Wage and Hour claims

Employers who do not take the time
to understand the requirements of
the Fair Labor Standards Act (FLSA) run the risk of Wage and Hour disputes
that can generate costly single plaintiff,
multiple plaintiff or class-action lawsuits
filed against them.

A wide range of companies in any industry, particularly those in the hospitality and
service areas, may become involved in
such disputes and lawsuits. The outcomes
of those lawsuits for defendants found
liable by the Department of Labor or courts
can involve severe financial penalties, significant back pay amounts, and hefty
lawyers’ fees.

Smart Business spoke with C. Dean
Herms of Porter & Hedges LLP to learn
how employers can protect themselves
from those possibilities and strengthen
their financial positions.

Why have Wage and Hour claims become so
prevalent recently?

Most of the employment law cases
being filed lately are violations of the
overtime regulations of FLSA. Due to the
2004 amendment to the FLSA regulations,
people who weren’t otherwise aware of
the fact that they can get overtime pay for
hours worked in excess of 40 hours if
they are non-exempt employees have
now become aware of their rights under
the law. That, combined with a fundamental misunderstanding by employers
of the requirements of FLSA, has led to an
increase in the number of cases. Finally,
the damages and penalties can be high,
which makes these types of lawsuits
attractive to plaintiffs and attorneys.

What types of misunderstandings might lead
to disputes and lawsuits?

Salary is a good example. Some employers will believe that their employees are
exempt simply because they are paid a
salary. That is not the case. They have to
satisfy two different standards under
FLSA to qualify an employee as exempt:
the salary basis and duties tests. If
employers do not satisfy both of these
standards — and it is their burden to prove compliance if called into question
— they run the risk of becoming involved
in disputes with their employees. That is
why it is imperative for employers to
understand the requirements of FLSA.

How significant are the damages and penalties associated with Wage and Hour cases?

The damages and penalties can be
extremely high. For an employer who is
found to have violated FLSA regulations,
back pay can be awarded going back two
years. If it is found to be a willful failure
to comply with the Act, the employer can
be liable for back pay going back three
years preceding the time of the plaintiff’s
complaint. In addition, the employer can
be assessed liquidated damages for non-compliance, which basically doubles the
amount to which the employee otherwise
would have been entitled. Add lawyers’
fees to these damages, and the costs can
be astounding, especially for smaller
companies. And the problem is compounded in some cases, because if one
employee at a company has not been paid
correctly, most of the rest of them probably haven’t been either.

▶ Input data:
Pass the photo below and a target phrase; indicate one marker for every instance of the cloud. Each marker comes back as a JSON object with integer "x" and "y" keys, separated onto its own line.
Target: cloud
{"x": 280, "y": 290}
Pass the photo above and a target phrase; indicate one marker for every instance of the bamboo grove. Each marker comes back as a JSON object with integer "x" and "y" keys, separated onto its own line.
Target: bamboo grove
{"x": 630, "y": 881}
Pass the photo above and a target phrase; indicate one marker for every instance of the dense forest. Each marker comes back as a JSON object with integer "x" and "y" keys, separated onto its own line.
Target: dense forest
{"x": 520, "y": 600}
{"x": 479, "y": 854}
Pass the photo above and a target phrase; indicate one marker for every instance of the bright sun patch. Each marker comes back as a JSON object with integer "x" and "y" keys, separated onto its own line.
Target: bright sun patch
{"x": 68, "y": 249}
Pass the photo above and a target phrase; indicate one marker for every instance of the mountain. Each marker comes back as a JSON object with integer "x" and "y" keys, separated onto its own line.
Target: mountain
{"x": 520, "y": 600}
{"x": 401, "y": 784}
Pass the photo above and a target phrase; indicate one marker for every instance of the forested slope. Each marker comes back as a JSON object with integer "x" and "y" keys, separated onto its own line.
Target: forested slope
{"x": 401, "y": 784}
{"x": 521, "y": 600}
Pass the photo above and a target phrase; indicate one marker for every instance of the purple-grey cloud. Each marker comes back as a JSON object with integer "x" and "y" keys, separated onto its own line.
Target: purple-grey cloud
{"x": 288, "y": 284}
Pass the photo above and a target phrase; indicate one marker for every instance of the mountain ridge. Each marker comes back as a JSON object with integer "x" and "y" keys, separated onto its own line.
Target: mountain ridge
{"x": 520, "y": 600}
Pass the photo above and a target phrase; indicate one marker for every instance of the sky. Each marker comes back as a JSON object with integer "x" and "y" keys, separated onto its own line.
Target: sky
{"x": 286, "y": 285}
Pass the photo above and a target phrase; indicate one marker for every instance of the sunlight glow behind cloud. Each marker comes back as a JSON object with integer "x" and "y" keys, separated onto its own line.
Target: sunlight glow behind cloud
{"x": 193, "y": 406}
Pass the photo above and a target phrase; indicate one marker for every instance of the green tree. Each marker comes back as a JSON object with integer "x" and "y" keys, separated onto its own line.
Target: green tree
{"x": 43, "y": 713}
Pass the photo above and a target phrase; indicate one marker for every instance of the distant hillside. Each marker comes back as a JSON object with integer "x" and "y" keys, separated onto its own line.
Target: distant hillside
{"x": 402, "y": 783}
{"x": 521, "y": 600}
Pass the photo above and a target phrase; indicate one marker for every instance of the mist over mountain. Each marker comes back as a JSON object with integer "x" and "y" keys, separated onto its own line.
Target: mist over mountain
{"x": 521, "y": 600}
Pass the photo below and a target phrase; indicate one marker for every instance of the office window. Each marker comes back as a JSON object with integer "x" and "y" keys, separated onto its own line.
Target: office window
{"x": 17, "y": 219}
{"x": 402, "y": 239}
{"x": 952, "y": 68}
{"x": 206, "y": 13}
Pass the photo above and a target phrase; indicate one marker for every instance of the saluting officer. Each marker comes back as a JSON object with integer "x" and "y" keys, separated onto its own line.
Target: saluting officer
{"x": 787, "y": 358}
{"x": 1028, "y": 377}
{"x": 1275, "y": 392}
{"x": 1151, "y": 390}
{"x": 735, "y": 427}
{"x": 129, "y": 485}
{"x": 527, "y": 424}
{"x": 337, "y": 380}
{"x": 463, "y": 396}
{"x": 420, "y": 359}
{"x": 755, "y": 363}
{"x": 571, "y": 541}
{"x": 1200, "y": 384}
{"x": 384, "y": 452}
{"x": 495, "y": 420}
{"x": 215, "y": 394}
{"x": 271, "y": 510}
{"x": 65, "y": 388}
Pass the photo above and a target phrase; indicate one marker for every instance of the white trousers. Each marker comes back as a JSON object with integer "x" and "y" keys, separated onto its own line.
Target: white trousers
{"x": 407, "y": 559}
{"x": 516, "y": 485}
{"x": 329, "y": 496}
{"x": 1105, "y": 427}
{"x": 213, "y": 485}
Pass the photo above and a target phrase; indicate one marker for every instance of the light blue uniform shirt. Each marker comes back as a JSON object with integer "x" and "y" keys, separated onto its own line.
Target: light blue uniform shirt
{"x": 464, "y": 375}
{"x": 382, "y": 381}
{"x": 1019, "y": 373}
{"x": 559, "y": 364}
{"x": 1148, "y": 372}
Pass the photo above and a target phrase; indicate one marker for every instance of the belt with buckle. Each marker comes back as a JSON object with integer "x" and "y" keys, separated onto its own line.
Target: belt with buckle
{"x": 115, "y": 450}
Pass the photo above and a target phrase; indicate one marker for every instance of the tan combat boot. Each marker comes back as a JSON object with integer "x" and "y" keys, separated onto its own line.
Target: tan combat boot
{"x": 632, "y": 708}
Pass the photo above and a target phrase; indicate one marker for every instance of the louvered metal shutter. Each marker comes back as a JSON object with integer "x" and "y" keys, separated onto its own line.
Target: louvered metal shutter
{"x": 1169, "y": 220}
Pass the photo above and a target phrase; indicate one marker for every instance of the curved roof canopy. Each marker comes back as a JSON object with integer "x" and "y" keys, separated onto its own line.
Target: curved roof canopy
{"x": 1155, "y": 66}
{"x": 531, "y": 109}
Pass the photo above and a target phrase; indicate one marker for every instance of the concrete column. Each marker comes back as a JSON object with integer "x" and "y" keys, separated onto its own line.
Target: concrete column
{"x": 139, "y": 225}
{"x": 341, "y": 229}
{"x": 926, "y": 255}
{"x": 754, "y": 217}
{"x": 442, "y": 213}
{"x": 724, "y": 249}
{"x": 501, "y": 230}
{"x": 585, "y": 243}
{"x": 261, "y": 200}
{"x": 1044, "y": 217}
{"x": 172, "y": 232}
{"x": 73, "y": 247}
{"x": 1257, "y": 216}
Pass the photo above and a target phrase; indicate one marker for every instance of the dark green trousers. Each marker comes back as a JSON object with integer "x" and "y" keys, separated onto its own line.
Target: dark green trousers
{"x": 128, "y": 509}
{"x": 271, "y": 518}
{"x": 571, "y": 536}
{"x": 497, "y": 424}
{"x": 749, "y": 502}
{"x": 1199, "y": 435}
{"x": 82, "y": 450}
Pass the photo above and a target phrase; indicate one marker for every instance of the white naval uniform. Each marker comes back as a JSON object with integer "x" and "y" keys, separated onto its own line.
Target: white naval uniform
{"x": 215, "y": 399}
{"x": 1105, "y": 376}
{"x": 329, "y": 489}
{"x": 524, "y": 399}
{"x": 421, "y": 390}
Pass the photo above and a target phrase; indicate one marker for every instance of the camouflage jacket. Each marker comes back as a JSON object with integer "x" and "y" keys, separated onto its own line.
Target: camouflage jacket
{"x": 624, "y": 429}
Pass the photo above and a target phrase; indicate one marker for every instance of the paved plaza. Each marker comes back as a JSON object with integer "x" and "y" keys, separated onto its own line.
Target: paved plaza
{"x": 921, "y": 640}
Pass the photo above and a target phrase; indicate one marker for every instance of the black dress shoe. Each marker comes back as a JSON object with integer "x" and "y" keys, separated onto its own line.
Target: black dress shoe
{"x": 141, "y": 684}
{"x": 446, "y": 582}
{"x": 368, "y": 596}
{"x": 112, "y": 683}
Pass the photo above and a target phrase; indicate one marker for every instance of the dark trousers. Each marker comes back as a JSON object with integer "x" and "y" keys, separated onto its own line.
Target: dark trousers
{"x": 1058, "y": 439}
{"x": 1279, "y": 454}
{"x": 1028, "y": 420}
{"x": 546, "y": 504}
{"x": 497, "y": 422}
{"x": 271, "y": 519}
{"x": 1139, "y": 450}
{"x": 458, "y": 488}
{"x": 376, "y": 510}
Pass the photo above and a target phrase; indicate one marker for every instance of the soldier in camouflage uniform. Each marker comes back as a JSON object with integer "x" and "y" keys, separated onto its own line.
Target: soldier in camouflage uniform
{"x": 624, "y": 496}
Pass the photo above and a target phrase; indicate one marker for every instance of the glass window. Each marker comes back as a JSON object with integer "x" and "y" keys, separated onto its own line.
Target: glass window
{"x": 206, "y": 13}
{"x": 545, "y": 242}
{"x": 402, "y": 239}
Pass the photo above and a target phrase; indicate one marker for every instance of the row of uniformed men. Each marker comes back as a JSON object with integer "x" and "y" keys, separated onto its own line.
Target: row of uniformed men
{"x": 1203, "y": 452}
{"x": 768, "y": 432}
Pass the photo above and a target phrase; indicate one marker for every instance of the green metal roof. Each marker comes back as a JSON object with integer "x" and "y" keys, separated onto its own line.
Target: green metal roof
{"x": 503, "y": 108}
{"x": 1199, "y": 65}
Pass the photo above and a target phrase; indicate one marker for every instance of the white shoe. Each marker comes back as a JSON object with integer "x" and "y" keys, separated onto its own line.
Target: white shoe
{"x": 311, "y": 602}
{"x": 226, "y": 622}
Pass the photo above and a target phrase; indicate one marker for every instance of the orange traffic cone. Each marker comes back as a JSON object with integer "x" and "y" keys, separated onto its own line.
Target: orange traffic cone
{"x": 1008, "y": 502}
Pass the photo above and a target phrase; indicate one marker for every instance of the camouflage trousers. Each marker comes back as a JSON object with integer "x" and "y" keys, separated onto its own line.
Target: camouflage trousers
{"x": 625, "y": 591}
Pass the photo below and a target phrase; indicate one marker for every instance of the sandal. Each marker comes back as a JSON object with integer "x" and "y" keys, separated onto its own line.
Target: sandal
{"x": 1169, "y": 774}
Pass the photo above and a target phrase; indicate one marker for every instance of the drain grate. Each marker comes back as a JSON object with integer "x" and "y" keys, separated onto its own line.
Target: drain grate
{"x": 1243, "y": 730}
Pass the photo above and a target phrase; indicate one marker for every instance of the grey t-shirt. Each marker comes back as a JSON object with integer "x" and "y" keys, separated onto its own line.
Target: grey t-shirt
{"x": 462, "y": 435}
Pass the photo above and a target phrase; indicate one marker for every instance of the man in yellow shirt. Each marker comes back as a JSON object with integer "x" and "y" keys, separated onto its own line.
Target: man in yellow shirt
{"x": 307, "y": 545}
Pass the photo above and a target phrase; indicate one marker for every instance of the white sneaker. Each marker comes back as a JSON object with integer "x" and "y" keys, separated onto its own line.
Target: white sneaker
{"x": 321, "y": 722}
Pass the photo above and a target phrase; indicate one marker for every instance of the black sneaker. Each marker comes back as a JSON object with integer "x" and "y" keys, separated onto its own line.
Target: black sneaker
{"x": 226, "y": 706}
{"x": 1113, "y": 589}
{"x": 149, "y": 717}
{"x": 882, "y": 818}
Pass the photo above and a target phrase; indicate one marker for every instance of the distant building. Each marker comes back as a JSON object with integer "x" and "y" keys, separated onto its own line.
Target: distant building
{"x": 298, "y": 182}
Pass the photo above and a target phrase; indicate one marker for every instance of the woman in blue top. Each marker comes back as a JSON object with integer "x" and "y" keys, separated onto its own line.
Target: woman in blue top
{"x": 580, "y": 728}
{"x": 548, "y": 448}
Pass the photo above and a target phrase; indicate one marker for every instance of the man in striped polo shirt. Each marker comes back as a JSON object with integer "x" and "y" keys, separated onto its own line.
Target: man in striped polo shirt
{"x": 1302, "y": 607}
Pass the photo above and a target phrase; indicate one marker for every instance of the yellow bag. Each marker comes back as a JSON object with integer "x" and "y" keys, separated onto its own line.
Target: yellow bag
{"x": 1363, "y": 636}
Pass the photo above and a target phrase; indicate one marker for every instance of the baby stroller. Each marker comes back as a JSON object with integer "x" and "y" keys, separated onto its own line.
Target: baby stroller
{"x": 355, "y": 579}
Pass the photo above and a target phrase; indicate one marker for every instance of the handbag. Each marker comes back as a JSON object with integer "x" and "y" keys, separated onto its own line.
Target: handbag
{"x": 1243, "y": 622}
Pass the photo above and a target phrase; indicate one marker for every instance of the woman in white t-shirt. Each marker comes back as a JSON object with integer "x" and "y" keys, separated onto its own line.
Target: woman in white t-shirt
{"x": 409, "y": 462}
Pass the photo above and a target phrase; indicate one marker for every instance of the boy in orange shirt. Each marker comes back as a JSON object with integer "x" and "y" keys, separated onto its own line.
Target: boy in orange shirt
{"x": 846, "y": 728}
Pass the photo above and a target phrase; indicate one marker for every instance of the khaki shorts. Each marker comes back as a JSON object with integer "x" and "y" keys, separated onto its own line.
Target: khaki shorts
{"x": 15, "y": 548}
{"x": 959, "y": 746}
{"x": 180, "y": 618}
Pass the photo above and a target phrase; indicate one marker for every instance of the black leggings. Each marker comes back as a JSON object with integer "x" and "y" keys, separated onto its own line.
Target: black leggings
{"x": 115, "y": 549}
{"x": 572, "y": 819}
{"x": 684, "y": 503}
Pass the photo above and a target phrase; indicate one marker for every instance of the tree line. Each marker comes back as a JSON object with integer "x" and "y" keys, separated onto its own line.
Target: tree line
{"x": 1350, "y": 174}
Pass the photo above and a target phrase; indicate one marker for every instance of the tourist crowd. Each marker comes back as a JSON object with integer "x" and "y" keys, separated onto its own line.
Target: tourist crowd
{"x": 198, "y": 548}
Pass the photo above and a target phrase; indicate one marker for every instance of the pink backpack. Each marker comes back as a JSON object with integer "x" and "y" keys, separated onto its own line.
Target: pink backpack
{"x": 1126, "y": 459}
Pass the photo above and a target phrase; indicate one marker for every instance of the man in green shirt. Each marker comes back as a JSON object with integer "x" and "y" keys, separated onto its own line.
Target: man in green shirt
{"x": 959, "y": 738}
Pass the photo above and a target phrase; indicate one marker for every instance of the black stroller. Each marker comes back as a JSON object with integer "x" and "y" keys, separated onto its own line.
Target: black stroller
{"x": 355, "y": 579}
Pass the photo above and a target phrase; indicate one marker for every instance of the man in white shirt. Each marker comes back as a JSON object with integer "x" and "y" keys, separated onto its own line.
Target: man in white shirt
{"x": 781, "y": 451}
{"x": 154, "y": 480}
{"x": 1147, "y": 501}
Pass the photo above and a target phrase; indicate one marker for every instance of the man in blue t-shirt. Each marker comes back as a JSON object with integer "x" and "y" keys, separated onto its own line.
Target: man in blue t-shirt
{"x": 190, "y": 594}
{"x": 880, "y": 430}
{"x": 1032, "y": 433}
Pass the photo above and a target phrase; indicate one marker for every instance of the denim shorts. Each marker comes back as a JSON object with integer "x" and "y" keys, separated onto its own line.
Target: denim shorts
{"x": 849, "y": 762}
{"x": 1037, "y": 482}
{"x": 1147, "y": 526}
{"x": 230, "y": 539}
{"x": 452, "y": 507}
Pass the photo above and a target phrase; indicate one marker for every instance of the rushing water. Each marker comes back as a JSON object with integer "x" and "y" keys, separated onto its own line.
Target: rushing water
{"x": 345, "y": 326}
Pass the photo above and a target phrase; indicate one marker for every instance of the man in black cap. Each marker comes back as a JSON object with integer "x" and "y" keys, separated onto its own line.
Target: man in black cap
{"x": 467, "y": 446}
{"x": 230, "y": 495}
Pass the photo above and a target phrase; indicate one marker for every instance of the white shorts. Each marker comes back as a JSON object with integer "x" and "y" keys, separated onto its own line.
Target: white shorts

▶ Problem A:
From the Wage and Hour claims text, set down the passage that opens with the words containing "Smart Business spoke" and closes with "their financial positions.", copying it word for word.
▶ Problem B:
According to the Wage and Hour claims text, how far back can back pay go when an employer is found to have willfully failed to comply with the FLSA?

▶ Answer area A:
Smart Business spoke with C. Dean
Herms of Porter & Hedges LLP to learn
how employers can protect themselves
from those possibilities and strengthen
their financial positions.

▶ Answer area B:
Back pay can go back three years preceding the time of the plaintiff's complaint.